=== Given task ===
In the records below, find the line containing "Pin a point on every instance of the grass in", then copy that line and all lines after it, exactly, omitting every picture.
-- start of Data for this exercise --
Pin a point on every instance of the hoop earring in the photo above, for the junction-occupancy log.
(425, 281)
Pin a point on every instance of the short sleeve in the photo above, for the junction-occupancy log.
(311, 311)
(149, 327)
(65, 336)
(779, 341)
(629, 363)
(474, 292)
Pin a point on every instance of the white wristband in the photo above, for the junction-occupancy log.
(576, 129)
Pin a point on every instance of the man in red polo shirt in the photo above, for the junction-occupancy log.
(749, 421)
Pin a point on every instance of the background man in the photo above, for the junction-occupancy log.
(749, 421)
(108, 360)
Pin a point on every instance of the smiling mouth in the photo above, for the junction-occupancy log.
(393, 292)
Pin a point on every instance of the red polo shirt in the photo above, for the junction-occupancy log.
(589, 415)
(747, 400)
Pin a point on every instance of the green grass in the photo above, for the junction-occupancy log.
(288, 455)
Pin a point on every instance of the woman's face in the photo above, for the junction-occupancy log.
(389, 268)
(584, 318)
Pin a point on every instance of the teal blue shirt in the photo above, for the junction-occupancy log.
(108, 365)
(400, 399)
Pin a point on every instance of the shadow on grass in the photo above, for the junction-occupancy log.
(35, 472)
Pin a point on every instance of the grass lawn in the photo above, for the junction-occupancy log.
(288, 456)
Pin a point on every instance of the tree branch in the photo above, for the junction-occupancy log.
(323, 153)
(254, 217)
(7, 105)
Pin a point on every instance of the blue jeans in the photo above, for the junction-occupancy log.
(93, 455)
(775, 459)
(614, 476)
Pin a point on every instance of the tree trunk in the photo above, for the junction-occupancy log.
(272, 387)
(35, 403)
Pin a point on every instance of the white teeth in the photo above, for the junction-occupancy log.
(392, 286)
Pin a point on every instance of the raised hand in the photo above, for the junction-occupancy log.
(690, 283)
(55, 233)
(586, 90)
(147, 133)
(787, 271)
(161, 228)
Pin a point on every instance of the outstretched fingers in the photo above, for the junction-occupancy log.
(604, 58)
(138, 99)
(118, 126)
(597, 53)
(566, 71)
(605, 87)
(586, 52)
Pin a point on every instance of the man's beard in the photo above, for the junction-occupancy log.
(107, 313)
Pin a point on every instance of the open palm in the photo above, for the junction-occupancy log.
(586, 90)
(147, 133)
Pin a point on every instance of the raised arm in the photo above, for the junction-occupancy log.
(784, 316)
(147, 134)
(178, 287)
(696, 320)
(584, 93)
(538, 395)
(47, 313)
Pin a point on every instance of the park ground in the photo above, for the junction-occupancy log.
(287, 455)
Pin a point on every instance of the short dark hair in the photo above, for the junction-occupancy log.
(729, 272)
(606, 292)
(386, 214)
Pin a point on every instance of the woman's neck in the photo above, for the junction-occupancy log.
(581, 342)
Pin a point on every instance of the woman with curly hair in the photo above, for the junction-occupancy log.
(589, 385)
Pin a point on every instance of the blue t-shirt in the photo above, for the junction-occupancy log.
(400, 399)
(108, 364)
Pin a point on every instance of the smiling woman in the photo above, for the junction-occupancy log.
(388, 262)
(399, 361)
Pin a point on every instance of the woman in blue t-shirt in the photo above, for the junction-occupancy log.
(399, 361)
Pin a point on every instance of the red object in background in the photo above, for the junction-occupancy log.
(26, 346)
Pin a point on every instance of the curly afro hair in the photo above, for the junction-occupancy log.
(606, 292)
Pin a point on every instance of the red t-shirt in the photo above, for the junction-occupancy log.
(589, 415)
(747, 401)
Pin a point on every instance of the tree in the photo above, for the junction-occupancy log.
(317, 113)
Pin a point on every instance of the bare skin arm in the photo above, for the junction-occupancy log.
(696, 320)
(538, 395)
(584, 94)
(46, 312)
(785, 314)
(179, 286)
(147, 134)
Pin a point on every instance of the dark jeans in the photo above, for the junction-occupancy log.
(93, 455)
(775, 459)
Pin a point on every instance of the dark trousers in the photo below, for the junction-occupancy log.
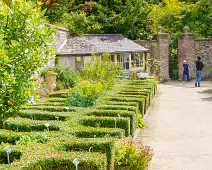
(186, 75)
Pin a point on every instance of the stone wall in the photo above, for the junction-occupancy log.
(159, 49)
(189, 48)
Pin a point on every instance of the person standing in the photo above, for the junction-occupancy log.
(185, 71)
(199, 66)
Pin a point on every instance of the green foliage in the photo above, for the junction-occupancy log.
(24, 48)
(101, 70)
(90, 132)
(129, 156)
(26, 125)
(66, 76)
(107, 122)
(84, 94)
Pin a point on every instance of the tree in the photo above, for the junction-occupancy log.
(24, 48)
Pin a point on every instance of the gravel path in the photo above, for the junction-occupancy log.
(179, 127)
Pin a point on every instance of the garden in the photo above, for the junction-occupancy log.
(88, 125)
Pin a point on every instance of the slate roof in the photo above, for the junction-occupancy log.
(89, 44)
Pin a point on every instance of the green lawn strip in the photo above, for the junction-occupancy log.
(46, 157)
(44, 115)
(107, 122)
(52, 108)
(102, 145)
(122, 113)
(28, 125)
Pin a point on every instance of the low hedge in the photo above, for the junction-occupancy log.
(27, 125)
(8, 136)
(14, 155)
(140, 101)
(90, 132)
(118, 107)
(107, 122)
(47, 104)
(114, 113)
(137, 93)
(62, 94)
(146, 99)
(64, 161)
(42, 115)
(51, 108)
(106, 146)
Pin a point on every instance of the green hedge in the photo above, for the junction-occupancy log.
(90, 132)
(108, 122)
(47, 104)
(64, 161)
(27, 125)
(106, 146)
(137, 93)
(140, 101)
(62, 94)
(42, 115)
(114, 113)
(51, 108)
(14, 155)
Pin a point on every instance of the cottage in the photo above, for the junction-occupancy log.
(76, 51)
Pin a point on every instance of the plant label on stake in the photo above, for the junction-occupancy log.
(47, 126)
(45, 137)
(76, 162)
(8, 150)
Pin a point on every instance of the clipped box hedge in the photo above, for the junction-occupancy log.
(27, 125)
(51, 108)
(106, 146)
(140, 101)
(107, 122)
(90, 132)
(60, 94)
(114, 113)
(42, 115)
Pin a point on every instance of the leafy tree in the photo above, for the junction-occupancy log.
(24, 48)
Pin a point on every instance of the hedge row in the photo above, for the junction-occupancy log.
(107, 122)
(91, 132)
(42, 115)
(114, 113)
(106, 146)
(51, 108)
(27, 125)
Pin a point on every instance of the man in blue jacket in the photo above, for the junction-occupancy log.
(199, 66)
(185, 71)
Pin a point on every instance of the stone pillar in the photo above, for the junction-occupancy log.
(186, 51)
(163, 50)
(51, 81)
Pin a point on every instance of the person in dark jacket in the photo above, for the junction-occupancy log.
(185, 71)
(199, 66)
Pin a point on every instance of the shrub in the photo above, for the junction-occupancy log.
(90, 132)
(84, 94)
(27, 125)
(41, 115)
(96, 145)
(66, 77)
(108, 122)
(122, 113)
(129, 156)
(51, 108)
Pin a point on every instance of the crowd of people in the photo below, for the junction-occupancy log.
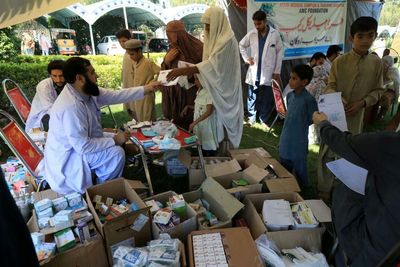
(210, 105)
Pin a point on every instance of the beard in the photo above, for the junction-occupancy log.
(90, 87)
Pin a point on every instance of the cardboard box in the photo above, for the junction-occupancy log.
(181, 230)
(285, 181)
(309, 239)
(222, 204)
(91, 254)
(253, 174)
(119, 228)
(241, 155)
(239, 247)
(197, 176)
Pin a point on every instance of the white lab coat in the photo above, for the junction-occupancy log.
(271, 58)
(76, 145)
(42, 101)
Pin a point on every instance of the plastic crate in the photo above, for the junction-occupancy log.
(175, 167)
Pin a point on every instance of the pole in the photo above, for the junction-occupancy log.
(92, 39)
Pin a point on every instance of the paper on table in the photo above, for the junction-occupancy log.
(277, 212)
(332, 106)
(353, 176)
(162, 77)
(184, 64)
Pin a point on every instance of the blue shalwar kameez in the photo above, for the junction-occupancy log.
(293, 146)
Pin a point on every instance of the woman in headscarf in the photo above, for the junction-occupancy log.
(183, 47)
(220, 74)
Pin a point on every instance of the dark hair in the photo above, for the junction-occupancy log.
(123, 33)
(363, 24)
(304, 72)
(317, 56)
(259, 15)
(57, 64)
(74, 66)
(333, 49)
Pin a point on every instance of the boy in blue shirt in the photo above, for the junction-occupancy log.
(293, 146)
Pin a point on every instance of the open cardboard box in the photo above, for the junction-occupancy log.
(222, 204)
(119, 228)
(91, 253)
(240, 249)
(241, 155)
(197, 176)
(253, 174)
(309, 239)
(181, 230)
(285, 181)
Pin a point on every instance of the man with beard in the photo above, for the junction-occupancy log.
(265, 61)
(46, 93)
(76, 146)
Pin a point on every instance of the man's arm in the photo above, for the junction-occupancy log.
(43, 93)
(243, 45)
(76, 127)
(279, 54)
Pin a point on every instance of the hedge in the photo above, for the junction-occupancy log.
(28, 71)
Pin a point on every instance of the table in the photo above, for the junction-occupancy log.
(139, 139)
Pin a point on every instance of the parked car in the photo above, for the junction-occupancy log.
(109, 45)
(158, 45)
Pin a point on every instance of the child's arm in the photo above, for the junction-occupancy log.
(185, 110)
(209, 111)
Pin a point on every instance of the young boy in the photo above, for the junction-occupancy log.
(143, 73)
(127, 68)
(359, 76)
(293, 146)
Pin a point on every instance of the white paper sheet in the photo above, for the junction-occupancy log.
(353, 176)
(162, 77)
(332, 106)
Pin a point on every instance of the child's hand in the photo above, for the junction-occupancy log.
(191, 126)
(184, 111)
(319, 117)
(353, 108)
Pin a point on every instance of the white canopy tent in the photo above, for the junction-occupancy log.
(17, 11)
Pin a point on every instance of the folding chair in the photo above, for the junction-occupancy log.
(279, 104)
(21, 145)
(17, 98)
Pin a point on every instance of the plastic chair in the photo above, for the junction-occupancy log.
(279, 103)
(21, 145)
(17, 98)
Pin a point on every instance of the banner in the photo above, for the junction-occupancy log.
(306, 26)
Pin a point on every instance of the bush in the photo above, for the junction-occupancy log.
(28, 71)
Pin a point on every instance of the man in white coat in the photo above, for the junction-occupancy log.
(76, 146)
(265, 60)
(46, 93)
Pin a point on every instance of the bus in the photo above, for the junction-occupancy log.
(64, 41)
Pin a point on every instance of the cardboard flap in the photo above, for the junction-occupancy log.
(282, 185)
(135, 184)
(254, 174)
(229, 205)
(185, 158)
(223, 168)
(320, 210)
(257, 160)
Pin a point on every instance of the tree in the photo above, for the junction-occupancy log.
(8, 44)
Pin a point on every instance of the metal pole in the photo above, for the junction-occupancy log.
(92, 39)
(125, 18)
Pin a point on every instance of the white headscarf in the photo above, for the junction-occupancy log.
(220, 74)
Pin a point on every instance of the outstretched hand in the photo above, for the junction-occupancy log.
(319, 117)
(175, 73)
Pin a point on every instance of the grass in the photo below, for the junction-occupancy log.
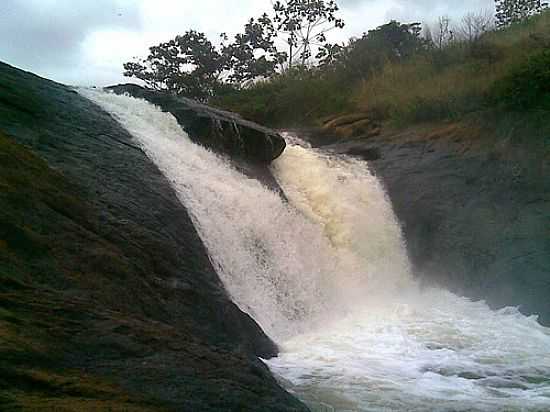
(457, 80)
(433, 85)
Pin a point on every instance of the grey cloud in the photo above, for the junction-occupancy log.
(44, 34)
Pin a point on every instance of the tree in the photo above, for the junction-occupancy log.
(253, 53)
(473, 25)
(444, 34)
(188, 65)
(514, 11)
(304, 24)
(390, 42)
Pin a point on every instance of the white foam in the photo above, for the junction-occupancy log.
(327, 276)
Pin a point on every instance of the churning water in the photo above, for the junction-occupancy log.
(327, 276)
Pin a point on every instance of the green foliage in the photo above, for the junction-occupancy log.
(515, 11)
(304, 23)
(391, 42)
(463, 77)
(528, 86)
(296, 97)
(188, 65)
(192, 66)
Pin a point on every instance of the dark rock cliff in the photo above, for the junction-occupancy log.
(108, 300)
(474, 202)
(250, 147)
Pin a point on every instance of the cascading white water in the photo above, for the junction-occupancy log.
(328, 278)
-- end of Data for this exercise --
=== Problem solution ===
Pin a point on every instance of the grass in the photo below, for the junction-occupancy log.
(457, 80)
(433, 85)
Pin a point on every instance of the grey cloud in the photo above, for the junction-occupancy log.
(44, 34)
Pin a point on every instance of the tree in the photo above, for the junction-occupancy log.
(253, 53)
(473, 25)
(444, 34)
(188, 65)
(514, 11)
(304, 24)
(390, 42)
Pin a point on every instance of the white foam in the photo above, for the junction-occupancy log.
(327, 276)
Pin a point on every instance of the churning water in the photo above, for the junction-occupancy log.
(327, 276)
Pin a point on every instance of the green foliage in the photo above, for the junction-occupancy log.
(515, 11)
(304, 23)
(391, 42)
(463, 77)
(528, 86)
(296, 97)
(188, 65)
(192, 66)
Pin a point on every instance of the dark rock cliff in the photo above, for the junction-occupancy log.
(108, 300)
(474, 202)
(250, 147)
Pin a point on every instance of the cascading white water in the photo above, for the junction-occupancy log.
(328, 278)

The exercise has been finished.